**Task statement**
Quote exactly, and only, the lines from the one containing "find the blurry foliage" through the end of the material below. Skip pictures.

──────── Record list

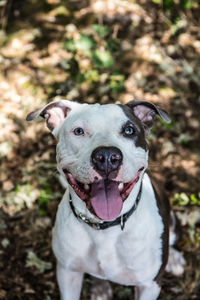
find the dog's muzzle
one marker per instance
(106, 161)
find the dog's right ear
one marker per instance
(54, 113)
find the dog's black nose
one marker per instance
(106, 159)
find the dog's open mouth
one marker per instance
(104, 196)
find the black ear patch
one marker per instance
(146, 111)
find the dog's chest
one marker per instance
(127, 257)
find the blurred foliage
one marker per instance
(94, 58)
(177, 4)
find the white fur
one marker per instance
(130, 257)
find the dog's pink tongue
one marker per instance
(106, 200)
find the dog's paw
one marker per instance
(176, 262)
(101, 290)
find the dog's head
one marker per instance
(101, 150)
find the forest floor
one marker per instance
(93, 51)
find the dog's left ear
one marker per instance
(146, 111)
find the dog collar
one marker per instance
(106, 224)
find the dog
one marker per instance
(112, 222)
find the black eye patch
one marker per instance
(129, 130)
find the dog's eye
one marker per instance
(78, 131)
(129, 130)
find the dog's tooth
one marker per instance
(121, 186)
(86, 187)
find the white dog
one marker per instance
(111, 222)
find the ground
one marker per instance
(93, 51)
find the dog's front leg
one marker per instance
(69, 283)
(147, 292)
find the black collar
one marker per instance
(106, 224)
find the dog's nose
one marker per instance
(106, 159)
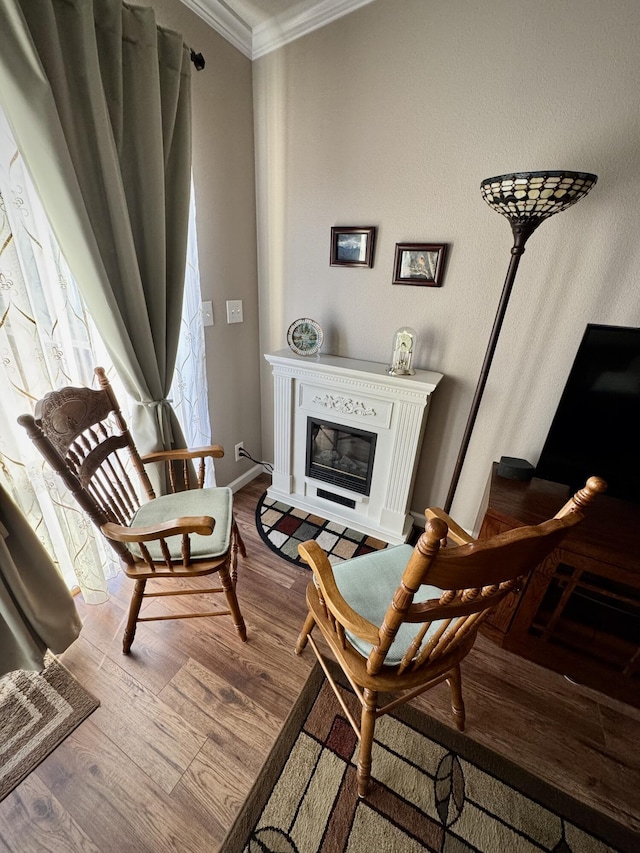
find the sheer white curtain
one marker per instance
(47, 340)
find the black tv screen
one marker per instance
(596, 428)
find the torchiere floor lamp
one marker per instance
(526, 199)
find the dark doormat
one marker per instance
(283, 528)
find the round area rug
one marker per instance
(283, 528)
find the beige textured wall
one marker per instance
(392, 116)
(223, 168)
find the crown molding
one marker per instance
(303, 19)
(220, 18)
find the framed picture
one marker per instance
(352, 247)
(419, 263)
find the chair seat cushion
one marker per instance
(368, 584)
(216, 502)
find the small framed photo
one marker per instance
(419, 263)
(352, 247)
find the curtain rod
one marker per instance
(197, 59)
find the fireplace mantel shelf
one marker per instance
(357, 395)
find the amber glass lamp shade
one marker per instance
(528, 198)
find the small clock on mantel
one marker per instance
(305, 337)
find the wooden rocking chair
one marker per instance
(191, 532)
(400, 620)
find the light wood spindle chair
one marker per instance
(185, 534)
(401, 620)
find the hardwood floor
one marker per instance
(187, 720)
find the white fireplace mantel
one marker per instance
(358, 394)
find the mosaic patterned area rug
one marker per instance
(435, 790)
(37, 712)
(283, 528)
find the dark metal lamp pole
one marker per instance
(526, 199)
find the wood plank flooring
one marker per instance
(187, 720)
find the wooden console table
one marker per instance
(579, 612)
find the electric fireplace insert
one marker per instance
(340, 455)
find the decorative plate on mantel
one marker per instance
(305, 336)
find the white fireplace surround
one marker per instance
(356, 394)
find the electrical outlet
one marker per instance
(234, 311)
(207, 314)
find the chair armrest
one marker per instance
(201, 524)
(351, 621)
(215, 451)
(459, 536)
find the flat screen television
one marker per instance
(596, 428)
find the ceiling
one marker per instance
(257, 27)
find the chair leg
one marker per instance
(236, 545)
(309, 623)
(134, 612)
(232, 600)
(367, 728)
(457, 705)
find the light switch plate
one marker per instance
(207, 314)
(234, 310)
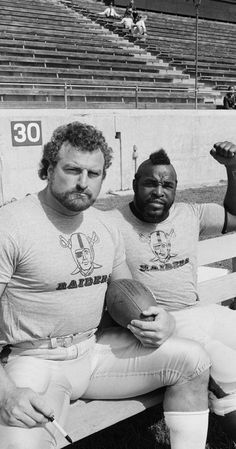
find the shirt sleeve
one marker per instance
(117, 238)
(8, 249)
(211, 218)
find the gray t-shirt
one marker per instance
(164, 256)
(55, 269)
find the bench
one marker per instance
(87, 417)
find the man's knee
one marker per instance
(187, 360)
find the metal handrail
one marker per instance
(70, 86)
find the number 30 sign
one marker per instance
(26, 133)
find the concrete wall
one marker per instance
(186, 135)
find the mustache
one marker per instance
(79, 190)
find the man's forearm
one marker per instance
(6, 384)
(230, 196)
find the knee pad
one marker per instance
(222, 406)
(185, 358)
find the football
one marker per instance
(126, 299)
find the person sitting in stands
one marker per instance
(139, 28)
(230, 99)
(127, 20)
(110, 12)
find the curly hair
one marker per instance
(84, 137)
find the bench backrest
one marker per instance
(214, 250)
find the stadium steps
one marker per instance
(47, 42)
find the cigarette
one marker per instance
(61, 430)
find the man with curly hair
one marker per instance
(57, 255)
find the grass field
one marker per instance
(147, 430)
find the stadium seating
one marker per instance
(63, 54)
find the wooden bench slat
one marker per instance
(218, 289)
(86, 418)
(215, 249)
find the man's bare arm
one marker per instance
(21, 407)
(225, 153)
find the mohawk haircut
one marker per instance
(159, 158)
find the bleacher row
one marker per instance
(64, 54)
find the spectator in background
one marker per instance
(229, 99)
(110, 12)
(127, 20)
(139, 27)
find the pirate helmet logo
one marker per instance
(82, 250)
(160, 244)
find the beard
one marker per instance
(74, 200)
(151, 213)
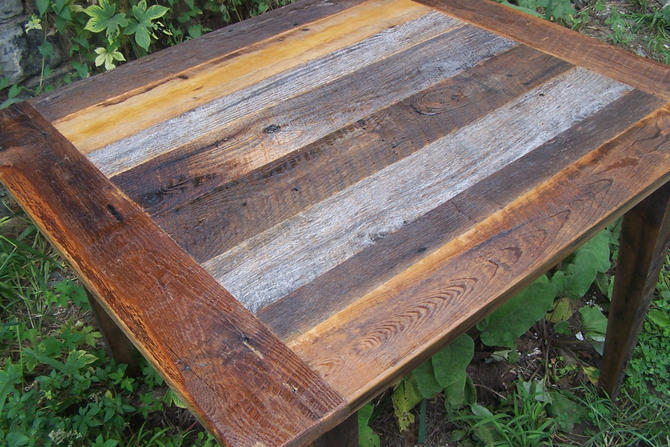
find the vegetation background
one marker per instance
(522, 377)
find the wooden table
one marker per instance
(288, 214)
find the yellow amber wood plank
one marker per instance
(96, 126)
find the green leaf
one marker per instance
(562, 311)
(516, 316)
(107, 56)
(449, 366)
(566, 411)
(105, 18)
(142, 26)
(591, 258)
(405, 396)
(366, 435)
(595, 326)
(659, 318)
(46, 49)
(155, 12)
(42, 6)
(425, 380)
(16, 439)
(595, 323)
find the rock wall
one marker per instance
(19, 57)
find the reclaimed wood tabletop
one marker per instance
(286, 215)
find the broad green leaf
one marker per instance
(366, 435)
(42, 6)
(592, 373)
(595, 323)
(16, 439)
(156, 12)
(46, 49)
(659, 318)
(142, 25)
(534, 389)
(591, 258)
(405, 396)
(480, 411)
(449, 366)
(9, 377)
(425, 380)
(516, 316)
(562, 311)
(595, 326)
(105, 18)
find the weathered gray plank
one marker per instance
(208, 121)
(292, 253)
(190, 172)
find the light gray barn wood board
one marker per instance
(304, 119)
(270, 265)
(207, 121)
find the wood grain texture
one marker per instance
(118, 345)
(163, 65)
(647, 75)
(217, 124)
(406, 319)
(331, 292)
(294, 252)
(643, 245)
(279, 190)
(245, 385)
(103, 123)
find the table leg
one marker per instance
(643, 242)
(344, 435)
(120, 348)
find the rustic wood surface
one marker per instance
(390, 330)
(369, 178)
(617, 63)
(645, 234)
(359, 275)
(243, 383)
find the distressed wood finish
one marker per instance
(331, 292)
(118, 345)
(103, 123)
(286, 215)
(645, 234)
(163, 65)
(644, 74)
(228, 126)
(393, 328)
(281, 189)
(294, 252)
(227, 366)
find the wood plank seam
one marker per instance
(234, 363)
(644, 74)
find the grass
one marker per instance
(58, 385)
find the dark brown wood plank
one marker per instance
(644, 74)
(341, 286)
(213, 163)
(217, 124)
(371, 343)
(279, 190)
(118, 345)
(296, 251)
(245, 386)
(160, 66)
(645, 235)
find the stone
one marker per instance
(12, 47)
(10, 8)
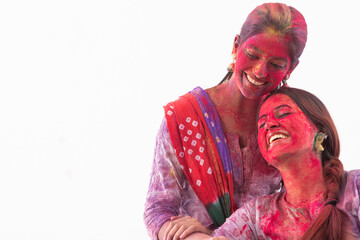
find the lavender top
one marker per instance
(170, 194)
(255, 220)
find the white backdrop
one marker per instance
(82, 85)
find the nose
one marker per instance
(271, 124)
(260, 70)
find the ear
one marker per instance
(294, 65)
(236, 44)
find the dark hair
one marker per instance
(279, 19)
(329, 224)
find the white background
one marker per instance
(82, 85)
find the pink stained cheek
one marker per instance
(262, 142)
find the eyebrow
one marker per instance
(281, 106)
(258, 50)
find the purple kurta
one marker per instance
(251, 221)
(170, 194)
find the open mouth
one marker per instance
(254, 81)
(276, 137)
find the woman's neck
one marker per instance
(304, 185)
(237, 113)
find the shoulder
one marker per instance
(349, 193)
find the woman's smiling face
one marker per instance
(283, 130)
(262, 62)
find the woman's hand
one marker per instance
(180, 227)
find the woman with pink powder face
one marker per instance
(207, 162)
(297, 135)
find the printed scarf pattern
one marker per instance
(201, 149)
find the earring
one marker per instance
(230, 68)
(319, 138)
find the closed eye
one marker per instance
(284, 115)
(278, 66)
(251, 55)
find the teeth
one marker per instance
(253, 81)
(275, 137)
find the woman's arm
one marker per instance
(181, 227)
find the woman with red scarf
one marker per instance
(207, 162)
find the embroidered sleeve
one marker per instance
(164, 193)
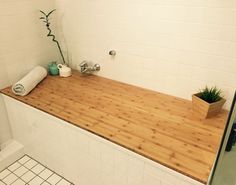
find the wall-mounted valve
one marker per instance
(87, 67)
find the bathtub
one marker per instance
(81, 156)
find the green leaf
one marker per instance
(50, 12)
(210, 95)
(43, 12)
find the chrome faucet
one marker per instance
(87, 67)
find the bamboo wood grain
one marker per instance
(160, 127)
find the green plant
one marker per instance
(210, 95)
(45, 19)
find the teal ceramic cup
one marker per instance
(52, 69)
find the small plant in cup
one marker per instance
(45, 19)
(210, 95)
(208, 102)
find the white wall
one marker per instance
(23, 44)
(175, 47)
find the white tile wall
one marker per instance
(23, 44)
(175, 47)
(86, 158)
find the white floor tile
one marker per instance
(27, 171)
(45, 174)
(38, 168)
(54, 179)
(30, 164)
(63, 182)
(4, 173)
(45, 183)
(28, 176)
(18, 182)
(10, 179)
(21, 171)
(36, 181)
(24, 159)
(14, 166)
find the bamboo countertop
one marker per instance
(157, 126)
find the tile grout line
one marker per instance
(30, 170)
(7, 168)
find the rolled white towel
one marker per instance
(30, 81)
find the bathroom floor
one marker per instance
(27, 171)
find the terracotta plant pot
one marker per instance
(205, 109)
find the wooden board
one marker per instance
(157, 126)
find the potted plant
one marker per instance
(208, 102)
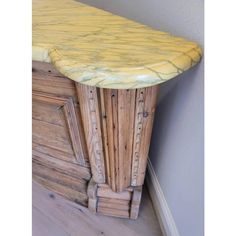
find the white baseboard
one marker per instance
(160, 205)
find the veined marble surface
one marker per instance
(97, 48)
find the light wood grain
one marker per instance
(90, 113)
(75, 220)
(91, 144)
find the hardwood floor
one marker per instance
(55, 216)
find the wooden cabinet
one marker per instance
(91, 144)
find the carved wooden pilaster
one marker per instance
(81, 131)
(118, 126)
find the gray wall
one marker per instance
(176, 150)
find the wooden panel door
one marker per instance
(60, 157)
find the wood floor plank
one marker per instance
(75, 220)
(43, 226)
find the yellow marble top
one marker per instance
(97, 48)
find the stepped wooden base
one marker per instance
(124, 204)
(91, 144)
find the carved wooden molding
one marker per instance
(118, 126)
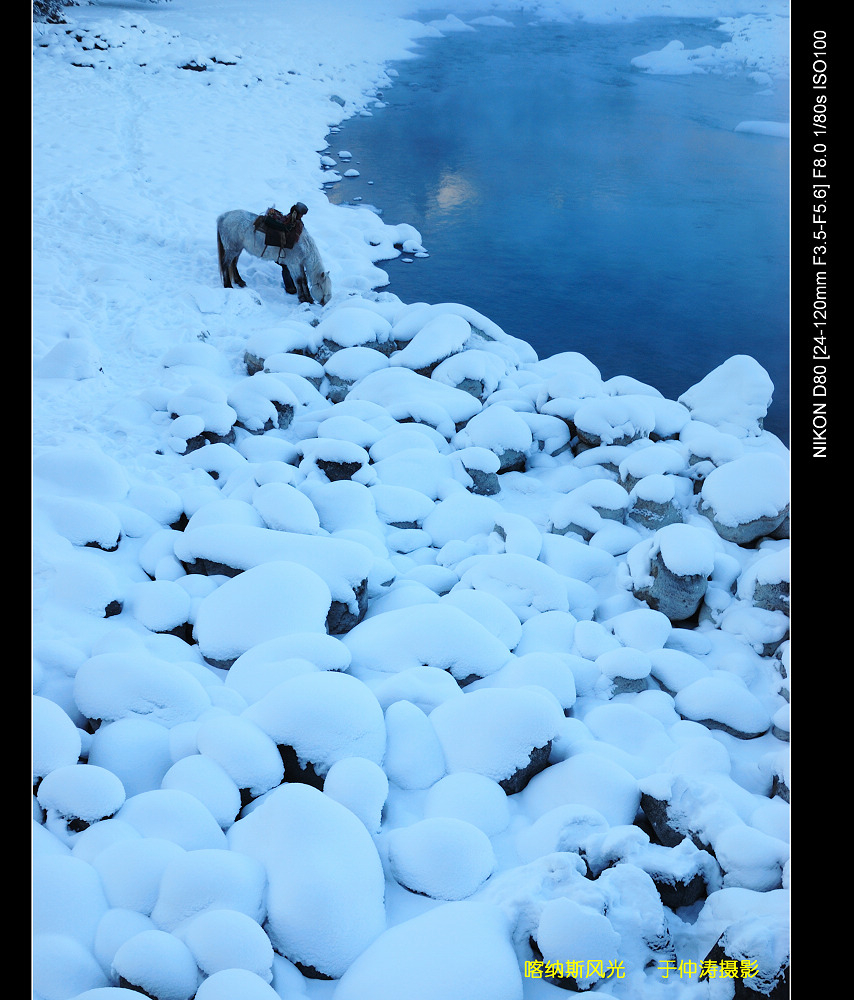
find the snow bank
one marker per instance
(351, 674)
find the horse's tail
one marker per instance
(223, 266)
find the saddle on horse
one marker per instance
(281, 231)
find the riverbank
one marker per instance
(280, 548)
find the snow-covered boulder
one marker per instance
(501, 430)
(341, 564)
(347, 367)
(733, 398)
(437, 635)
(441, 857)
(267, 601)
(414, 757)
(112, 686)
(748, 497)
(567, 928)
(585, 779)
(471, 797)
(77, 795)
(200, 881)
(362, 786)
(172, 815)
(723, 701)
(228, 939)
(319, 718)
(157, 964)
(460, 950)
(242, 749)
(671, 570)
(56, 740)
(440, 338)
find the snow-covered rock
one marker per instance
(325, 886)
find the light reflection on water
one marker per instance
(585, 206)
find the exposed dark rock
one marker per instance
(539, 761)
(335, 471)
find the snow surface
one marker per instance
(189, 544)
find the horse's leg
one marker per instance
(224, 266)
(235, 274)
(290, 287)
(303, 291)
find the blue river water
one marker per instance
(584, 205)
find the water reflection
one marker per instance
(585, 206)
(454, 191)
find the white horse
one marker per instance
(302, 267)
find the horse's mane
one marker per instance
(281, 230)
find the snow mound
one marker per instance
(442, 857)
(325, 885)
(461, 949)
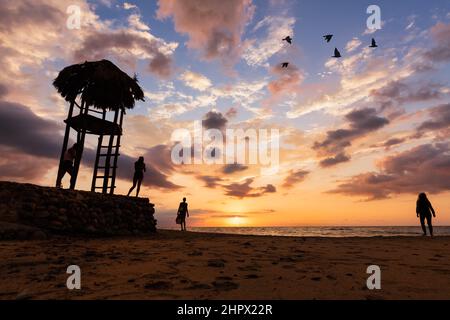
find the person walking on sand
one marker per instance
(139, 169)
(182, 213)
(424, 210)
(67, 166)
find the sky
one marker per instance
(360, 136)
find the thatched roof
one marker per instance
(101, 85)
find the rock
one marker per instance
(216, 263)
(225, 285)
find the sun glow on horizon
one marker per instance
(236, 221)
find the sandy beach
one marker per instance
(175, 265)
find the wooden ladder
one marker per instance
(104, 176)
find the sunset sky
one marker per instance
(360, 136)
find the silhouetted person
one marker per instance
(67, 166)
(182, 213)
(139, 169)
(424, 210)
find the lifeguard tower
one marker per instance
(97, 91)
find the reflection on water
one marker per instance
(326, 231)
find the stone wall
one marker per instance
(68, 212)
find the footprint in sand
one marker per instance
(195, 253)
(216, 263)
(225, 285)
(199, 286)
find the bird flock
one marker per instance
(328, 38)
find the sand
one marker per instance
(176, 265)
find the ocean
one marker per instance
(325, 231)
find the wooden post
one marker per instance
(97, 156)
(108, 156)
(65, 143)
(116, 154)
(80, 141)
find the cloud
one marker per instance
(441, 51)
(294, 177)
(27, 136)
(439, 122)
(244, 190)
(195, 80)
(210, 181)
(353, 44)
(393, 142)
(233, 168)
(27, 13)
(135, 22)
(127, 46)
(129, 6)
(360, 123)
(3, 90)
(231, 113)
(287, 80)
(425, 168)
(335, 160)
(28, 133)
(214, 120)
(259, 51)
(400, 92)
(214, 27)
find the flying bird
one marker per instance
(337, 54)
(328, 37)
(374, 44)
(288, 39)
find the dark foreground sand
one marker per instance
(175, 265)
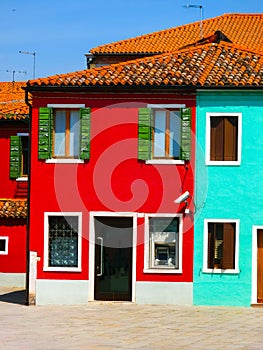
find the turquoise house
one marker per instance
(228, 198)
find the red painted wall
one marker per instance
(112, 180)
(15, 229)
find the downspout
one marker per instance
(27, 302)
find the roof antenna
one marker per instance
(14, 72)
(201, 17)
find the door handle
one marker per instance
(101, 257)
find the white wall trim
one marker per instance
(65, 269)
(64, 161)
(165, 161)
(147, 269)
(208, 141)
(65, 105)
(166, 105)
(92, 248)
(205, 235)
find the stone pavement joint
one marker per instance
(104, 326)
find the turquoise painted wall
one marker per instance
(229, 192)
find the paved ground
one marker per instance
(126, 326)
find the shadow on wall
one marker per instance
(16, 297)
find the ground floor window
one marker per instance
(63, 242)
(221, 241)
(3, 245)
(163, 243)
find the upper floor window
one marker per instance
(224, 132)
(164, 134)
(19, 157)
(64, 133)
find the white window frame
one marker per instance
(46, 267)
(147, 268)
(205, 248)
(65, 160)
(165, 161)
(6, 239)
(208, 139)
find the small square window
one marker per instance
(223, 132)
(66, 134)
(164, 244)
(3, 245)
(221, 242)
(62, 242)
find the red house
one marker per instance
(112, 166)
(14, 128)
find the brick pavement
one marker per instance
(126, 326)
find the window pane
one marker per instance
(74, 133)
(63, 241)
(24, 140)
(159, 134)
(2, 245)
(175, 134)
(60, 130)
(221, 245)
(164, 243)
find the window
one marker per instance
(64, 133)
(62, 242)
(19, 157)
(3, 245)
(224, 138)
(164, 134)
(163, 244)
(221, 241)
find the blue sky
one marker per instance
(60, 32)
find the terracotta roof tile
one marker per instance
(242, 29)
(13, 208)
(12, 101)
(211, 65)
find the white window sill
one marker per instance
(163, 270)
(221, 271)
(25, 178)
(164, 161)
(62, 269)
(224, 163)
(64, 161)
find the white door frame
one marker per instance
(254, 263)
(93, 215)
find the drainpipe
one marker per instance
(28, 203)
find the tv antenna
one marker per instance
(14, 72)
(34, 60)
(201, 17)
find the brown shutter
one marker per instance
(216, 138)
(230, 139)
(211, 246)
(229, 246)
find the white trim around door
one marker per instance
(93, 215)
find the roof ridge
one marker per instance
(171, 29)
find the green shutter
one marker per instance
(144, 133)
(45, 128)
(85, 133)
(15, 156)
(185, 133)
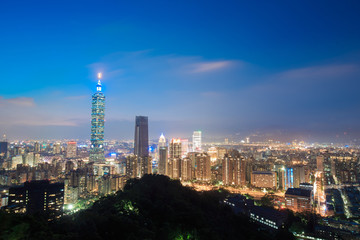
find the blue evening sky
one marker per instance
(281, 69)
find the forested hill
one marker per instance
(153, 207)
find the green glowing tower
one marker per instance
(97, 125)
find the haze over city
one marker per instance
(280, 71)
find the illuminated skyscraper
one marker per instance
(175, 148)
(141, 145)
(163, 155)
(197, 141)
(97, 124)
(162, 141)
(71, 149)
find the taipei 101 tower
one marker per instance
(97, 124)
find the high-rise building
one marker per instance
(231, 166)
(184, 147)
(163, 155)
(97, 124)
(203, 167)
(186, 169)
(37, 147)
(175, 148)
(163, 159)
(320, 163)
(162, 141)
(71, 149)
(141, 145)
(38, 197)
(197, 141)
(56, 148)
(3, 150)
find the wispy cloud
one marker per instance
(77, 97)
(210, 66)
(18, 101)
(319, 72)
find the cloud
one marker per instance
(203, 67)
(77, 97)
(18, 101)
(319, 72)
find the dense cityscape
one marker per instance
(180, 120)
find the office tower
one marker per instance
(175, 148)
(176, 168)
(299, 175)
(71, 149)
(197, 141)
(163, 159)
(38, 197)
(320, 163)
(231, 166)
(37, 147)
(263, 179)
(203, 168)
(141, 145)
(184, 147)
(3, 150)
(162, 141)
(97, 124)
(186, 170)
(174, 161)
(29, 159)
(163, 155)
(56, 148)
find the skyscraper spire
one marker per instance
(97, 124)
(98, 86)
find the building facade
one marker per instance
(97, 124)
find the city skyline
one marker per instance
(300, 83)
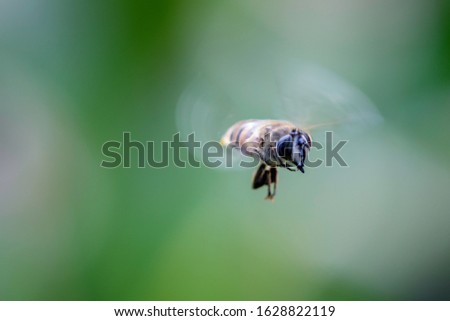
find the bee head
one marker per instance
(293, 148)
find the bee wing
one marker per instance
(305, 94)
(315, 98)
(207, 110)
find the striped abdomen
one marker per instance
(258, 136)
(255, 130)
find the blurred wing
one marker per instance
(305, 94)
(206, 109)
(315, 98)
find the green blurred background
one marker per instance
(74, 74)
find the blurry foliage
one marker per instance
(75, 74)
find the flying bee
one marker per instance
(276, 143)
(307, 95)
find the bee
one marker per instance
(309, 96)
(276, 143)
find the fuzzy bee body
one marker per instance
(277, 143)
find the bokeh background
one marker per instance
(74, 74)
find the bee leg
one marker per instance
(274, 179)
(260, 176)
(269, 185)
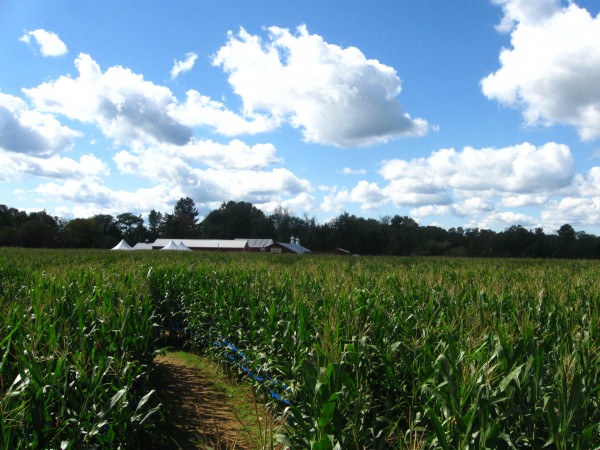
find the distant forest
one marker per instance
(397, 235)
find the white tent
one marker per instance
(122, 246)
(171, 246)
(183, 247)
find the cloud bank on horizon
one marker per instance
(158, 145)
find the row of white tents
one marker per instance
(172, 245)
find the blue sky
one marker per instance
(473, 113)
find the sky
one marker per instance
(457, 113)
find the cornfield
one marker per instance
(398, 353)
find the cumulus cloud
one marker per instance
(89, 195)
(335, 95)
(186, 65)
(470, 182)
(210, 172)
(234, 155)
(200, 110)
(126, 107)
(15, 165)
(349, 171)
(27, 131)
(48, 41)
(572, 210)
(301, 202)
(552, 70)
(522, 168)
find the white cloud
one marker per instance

────────────────

**Finished task**
find the blurry foliage
one marker per instance
(75, 74)
find the flying bee
one marker per instance
(276, 143)
(307, 95)
find the bee
one marker per instance
(309, 96)
(276, 143)
find the fuzzy bee body
one marker per instance
(277, 143)
find the bokeh background
one marker per instance
(74, 74)
find the bee leg
one marker per instance
(274, 179)
(260, 176)
(269, 185)
find the distant forest
one marker per instance
(397, 235)
find the white tent
one marker per instance
(122, 246)
(171, 246)
(183, 247)
find the cloud bank on horizon
one marker per instance
(158, 145)
find the row of white tents
one marker per instance
(172, 245)
find the blue sky
one marker per instance
(473, 113)
find the sky
one marker per instance
(457, 113)
find the cornfield
one marker per instance
(398, 353)
find the cumulus cloud
one marker per instance
(89, 195)
(335, 95)
(186, 65)
(470, 182)
(210, 172)
(234, 155)
(200, 110)
(126, 107)
(15, 165)
(349, 171)
(27, 131)
(48, 41)
(572, 210)
(301, 202)
(552, 70)
(522, 168)
find the white cloud
one marker per instance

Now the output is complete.